TRECHO ESCOLHIDO
..........

Um texto que dispensa culhões

Nessa semana, ouvi três diferentes mulheres dizendo que precisar de culhões

por Mariana Perroni em

Nessa semana que passou, ouvi três diferentes mulheres, em três diferentes situações dizendo que precisavam de culhões para resolver algo. O que havia em comum entre elas é que todas usaram a expressão para se referir à motivação e coragem para agir de forma a acabar com alguma situação difícil que as desagradava na vida profissional, familiar e num relacionamento, respectivamente. Até então, eu nunca tinha prestado muita atenção nessa expressão. Mas a repetição dela acabou gerando alguns questionamentos em mim. Minha conclusão foi de que ela é, no mínimo, inadequada e sem sentido (para nao dizer machista, talvez).

 
Para dar embasamento a meu ponto de vista, alguns esclarecimentos são necessários. Porque quem não estudou embriologia, provavelmente não sabe que a loteria da vida define se seremos homens ou mulheres por uma combinação de mecanismos genéticos e hormonais. E nem deve ter ouvido dizer que durante as primeiras semanas desenvolvimento, todos nós somos bipotentes (ou assexuados, de acordo com o gosto do leitor). Ou seja, temos os substrato para ser tanto Felipes quanto Júlias. Carminhas ou Tufões.
 
Eu explico: é só lá pela sexta semana do desenvolvimento embrionário que a diferenciação começa a ocorrer. Se você é XY, um gene do cromossomo Y "acorda" e faz com que as células existentes se diferenciem para formar os componentes masculinos, com subsequente secreção de grandes quantidades de testosterona. Agora, se existe em você o XX, mais do que para a formação de uma banda de rock indie excelente, prossegue-se para o desenvolvimento das estruturas femininas e seus respectivos hormônios. Acho que dá até pra dizer que, numa primeira instância, todos começamos a vida como mulheres. Até aquele pedaço do Y se manifestar.
 
A teoria é bem interessante. Só que simplificá-la acaba gerando a errônea generalização de que: Y+ testosterona = Homem e falta de testosterona = Mulher. Isso piora mais ainda quando começa o papo de que há vários estudos que mostram que a testosterona influencia o comportamento e é o hormônio responsável pela postura mais agressiva, maior tendência a correr riscos e persistência para alcançar objetivos por parte dos machos da maioria das espécies, quando comparados com as fêmeas. 
 
Na minha opinião, é aí que está pelo menos parte da origem dos estereótipos de gênero, das expectativas sociais e de vários dos preconceitos que as mulheres (ainda) vivem hoje em dia. Afinal, elas mesmas, ainda que nem percebam, acabam deixando subentendido que a coragem para mudar algo que as incomoda depende da presença de um par de testículos entre as pernas.
 
Só que eu tenho algo a dizer para você, mulher que gosta de falar que está precisando de culhões para algo: mulher também produz testosterona. Nos ovários e nas supra-renais. O organismo feminino é tão fantástico que nem precisa de testículo para isso. Então, vou terminar esse texto pedindo um favor. Pequeno. E que, na verdade, não é nem para mim. É para você mesma: Pare de usar essa expressão. O arsenal, pelo menos hormonal, para se tornar protagonista de sua própria vida, você já tem. E, ainda que você não saiba o que está faltando para tomar as rédeas, garanto que é na vida e não na bancada do laboratório que vai encontrar.

..........

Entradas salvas

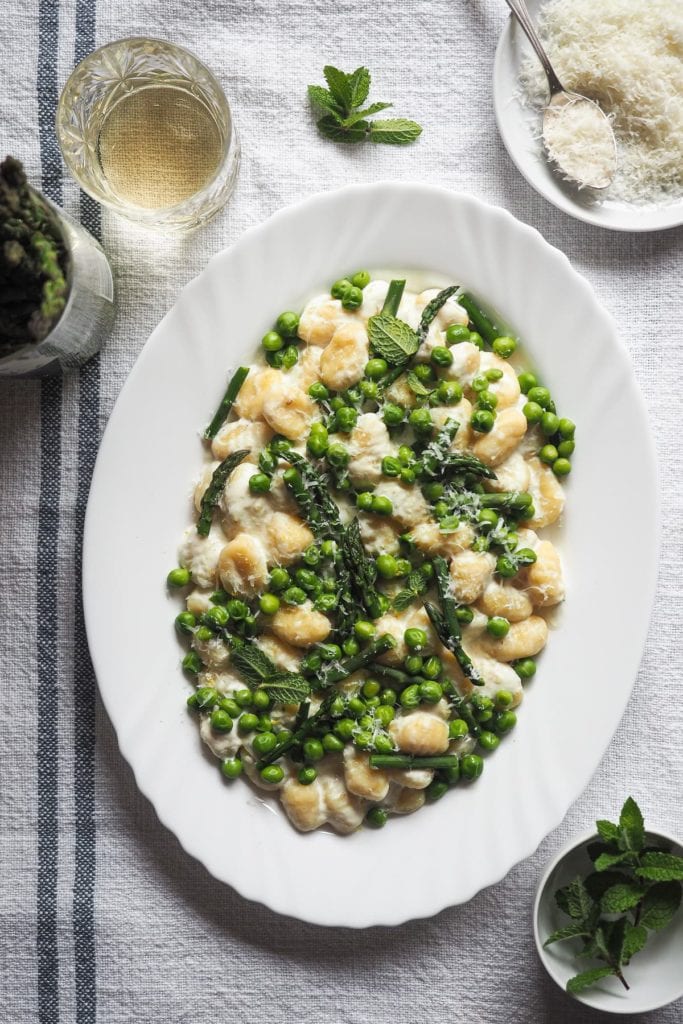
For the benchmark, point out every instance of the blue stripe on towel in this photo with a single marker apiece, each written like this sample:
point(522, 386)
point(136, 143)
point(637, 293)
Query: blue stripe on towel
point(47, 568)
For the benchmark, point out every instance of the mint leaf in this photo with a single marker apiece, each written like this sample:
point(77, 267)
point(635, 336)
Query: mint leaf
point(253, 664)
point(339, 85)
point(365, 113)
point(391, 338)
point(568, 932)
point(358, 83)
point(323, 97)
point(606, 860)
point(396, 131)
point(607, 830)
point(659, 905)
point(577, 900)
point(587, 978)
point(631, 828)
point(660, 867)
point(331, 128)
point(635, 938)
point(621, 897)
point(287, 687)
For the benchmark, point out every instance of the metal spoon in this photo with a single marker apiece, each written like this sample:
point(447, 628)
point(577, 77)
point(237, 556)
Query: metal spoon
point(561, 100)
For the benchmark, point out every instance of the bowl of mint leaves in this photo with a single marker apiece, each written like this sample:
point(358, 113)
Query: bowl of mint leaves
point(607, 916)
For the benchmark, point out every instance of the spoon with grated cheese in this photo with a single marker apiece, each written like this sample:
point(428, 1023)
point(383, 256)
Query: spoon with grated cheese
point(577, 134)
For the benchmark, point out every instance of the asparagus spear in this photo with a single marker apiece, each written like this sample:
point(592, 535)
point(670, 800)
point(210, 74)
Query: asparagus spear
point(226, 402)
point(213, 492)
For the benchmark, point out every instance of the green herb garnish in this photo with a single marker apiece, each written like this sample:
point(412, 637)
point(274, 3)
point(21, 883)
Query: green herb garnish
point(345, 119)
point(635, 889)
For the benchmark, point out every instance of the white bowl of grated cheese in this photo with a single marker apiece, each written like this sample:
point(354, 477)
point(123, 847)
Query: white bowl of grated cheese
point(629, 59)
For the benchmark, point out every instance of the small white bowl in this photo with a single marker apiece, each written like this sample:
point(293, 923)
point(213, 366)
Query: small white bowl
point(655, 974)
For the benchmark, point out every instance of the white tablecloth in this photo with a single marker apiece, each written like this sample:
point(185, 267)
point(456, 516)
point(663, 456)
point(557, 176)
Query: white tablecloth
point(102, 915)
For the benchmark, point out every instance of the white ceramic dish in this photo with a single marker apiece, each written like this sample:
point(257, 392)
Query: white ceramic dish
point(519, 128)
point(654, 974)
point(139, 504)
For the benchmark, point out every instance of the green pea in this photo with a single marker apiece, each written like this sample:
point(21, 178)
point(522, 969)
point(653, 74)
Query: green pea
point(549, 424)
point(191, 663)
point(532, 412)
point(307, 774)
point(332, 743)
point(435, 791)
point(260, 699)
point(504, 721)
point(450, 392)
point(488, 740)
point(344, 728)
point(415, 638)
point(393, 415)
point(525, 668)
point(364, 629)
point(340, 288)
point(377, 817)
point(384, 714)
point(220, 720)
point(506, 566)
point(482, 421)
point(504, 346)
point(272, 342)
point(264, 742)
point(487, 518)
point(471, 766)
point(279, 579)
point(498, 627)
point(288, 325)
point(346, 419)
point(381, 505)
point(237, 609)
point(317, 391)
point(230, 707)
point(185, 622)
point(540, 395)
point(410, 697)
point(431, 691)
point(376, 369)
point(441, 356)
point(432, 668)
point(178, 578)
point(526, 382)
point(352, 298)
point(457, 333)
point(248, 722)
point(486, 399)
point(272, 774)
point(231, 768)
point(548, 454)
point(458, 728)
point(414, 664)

..........

EXPLORAR O MATERIAL
1/ Reescreva tudo o que vai de "Um texto que" até "dizer machista, talvez)." no trecho escolhido, trocando "culhões" por "ousadia".
2/ Segundo o trecho escolhido, em que partes do corpo a mulher produz testosterona?
Para responder, baseie-se só no trecho escolhido.

RESPOSTAS POR TAREFA
1/
Um texto que dispensa ousadia

Nessa semana, ouvi três diferentes mulheres dizendo que precisar de ousadia

por Mariana Perroni em

Nessa semana que passou, ouvi três diferentes mulheres, em três diferentes situações dizendo que precisavam de ousadia para resolver algo. O que havia em comum entre elas é que todas usaram a expressão para se referir à motivação e coragem para agir de forma a acabar com alguma situação difícil que as desagradava na vida profissional, familiar e num relacionamento, respectivamente. Até então, eu nunca tinha prestado muita atenção nessa expressão. Mas a repetição dela acabou gerando alguns questionamentos em mim. Minha conclusão foi de que ela é, no mínimo, inadequada e sem sentido (para nao dizer machista, talvez).

2/ Nos ovários e nas supra-renais.